— O QUE FAZER —
(A) Segundo o trecho sobre a sonda Mars Reconnaissance Orbiter, qual foguete foi usado no lançamento?
(B) Reproduza, do trecho sobre a sonda Mars Reconnaissance Orbiter, tudo o que vai de "O engenheiro Ramon" até "nos Estados Unidos.", sem alterar nada.

O engenheiro Ramon de Paula,
52, é nascido em Guaratinguetá
(SP), cresceu em Pirassununga, "a
cidade em que o peixe ronca, na
língua indígena". Desde os 17
anos vive nos Estados Unidos.
Neste momento, sua mente já
está concentrada em outro mundo. Ele é o executivo da missão no
Quartel-General da Nasa, em
Washington. A ele cabe a responsabilidade de supervisionar para a
chefia da agência espacial americana o andamento dos trabalhos
com a sonda, administrada pelo
JPL (Laboratório de Propulsão a
Jato), em Pasadena, Califórnia.
A Mars Reconnaissance Orbiter
(MRO), com suas imponentes 2,2
toneladas, foi lançada ontem da
Flórida às 8h43 (horário de Brasília) com um foguete Atlas-5, após
dois dias de adiamentos por conta
de problemas com o lançador
-aliás, é a primeira vez que a Nasa lança uma sonda dela com esse
foguete, feito para a Força Aérea.
A esta altura, a sonda já iniciou
sua jornada até Marte, viagem de
cerca de 450 milhões de quilômetros que leva aproximadamente
oito meses para ser concluída.

— INFORMAÇÕES FORNECIDAS —

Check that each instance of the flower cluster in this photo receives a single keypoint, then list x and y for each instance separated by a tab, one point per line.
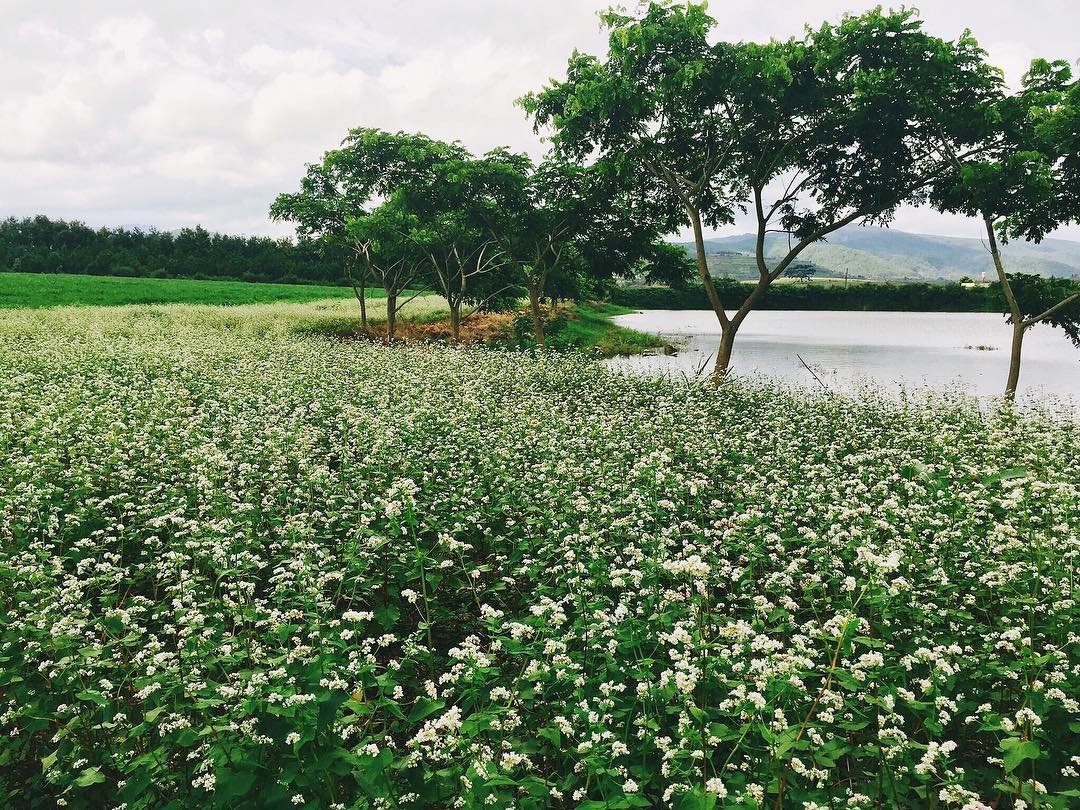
243	566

— CONJUNTO DE RESPOSTAS —
(A) Um foguete Atlas-5.

(B)
O engenheiro Ramon de Paula,
52, é nascido em Guaratinguetá
(SP), cresceu em Pirassununga, "a
cidade em que o peixe ronca, na
língua indígena". Desde os 17
anos vive nos Estados Unidos.